* Activity *
Among the lines below, restate word for word only those from the line with "One pin marks each instance of the lizard eye." through the line with "One pin marks each instance of the banded", with both end lines kept.

* Provided data *
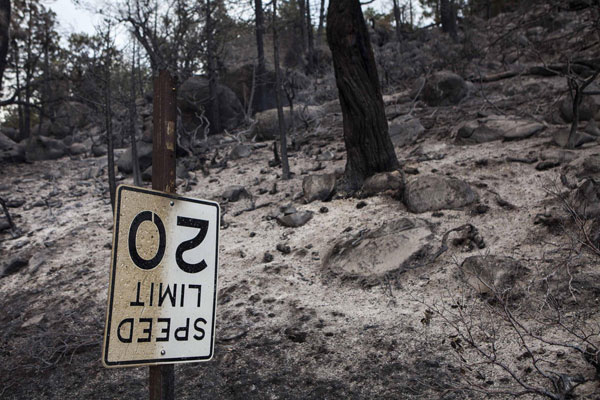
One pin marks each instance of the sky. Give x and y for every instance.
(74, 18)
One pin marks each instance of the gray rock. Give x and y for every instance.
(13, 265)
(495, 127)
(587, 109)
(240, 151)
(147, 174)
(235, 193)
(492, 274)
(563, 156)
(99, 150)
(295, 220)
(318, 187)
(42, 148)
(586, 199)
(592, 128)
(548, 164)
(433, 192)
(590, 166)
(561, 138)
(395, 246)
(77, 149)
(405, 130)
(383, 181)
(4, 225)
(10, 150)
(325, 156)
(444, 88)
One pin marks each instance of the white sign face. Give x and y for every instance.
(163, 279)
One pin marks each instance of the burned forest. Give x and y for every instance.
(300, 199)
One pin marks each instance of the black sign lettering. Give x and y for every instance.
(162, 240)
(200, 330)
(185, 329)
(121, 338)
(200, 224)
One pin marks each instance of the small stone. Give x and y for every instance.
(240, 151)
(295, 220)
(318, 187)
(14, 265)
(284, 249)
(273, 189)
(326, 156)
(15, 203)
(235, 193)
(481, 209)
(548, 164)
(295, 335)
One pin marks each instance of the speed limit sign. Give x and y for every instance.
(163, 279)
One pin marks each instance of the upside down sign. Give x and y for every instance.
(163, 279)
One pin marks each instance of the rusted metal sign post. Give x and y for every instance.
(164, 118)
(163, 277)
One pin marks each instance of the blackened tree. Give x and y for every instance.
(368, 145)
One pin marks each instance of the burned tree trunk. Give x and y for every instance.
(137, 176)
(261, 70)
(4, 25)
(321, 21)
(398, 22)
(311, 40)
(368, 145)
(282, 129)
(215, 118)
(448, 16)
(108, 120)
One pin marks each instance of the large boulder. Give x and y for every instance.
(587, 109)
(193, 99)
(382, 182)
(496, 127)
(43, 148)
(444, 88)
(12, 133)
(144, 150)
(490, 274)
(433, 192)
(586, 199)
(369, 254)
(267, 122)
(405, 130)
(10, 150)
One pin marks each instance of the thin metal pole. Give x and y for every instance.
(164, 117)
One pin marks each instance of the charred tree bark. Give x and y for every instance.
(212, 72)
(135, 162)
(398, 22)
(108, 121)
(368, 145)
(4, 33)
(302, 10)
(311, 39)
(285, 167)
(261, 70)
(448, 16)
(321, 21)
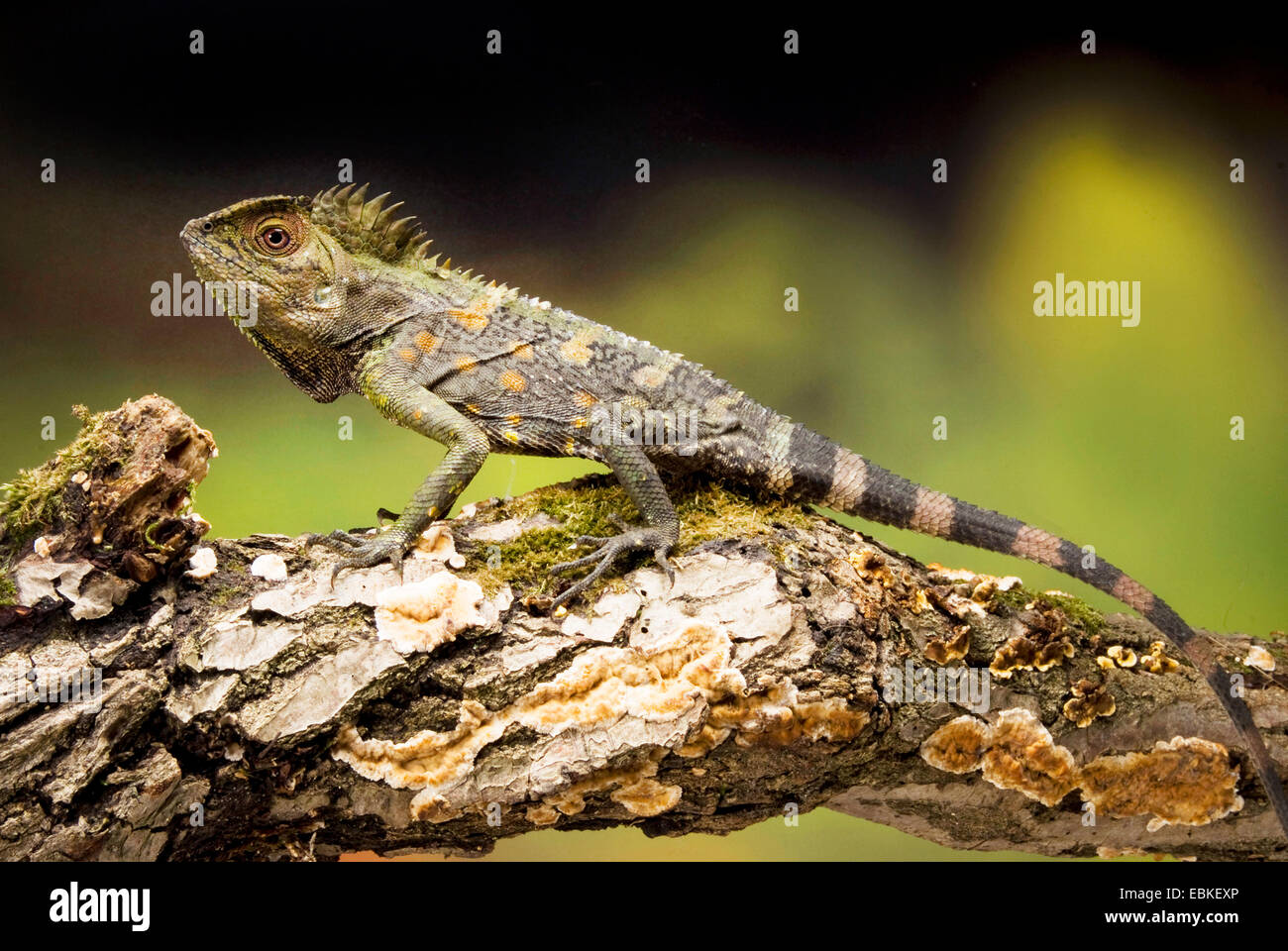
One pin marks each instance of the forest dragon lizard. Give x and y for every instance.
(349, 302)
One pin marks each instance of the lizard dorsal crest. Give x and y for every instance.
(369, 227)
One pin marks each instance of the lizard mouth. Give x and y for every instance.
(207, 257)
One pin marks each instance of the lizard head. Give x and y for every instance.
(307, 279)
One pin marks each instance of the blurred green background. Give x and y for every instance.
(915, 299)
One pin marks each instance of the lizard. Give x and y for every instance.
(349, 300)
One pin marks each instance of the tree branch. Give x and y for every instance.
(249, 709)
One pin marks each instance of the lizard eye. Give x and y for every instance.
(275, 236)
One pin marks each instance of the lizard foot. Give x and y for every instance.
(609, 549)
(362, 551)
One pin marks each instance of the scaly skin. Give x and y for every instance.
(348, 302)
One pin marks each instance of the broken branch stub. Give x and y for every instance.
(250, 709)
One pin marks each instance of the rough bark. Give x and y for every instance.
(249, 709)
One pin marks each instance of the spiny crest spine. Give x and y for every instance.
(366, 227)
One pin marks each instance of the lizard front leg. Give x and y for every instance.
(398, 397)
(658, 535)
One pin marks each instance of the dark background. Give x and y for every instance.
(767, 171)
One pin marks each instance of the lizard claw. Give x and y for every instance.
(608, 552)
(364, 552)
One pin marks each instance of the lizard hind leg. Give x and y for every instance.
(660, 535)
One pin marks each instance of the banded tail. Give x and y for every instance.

==

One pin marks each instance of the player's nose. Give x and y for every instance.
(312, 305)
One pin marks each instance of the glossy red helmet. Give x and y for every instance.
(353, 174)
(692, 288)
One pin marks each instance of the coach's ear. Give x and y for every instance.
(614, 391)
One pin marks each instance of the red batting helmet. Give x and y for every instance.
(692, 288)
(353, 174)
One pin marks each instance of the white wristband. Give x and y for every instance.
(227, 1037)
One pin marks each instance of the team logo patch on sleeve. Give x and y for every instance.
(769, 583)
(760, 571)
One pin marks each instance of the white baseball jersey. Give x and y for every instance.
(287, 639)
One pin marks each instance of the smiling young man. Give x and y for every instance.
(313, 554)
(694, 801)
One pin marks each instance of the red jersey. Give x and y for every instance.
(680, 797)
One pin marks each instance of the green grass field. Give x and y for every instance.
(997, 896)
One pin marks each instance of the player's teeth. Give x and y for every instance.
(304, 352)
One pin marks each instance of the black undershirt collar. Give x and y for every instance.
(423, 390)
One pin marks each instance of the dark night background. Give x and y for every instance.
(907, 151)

* Response to this task *
One pin marks each instance of the lizard eye. Give x and y for every instance.
(275, 236)
One pin marks each instance of the lizard foot. Give x and y for every instance.
(609, 549)
(362, 551)
One pin marks each instance of the scaly skin. Give x and y for every instance.
(348, 302)
One pin marks each instance of the broken branch stub. Give x and y for every instance.
(250, 709)
One pin marks each instance of the rough bark. Give x and y for every instance.
(249, 709)
One pin marks each instance of the spiny crest spine. Give x and y for every instance.
(366, 227)
One pin marks each instance of the lizard front leg. Give x and y for every instance.
(398, 397)
(658, 535)
One pin marks each instance of the dark background. Give x and y for every instance.
(767, 171)
One pin marks each instance of the lizard claw. Give x and y for every instance.
(608, 552)
(364, 552)
One pin marks each instance of the lizard hind leg. Give x and y for every instance.
(660, 535)
One pin marks each instance of the banded tail. Give x and y for every instance.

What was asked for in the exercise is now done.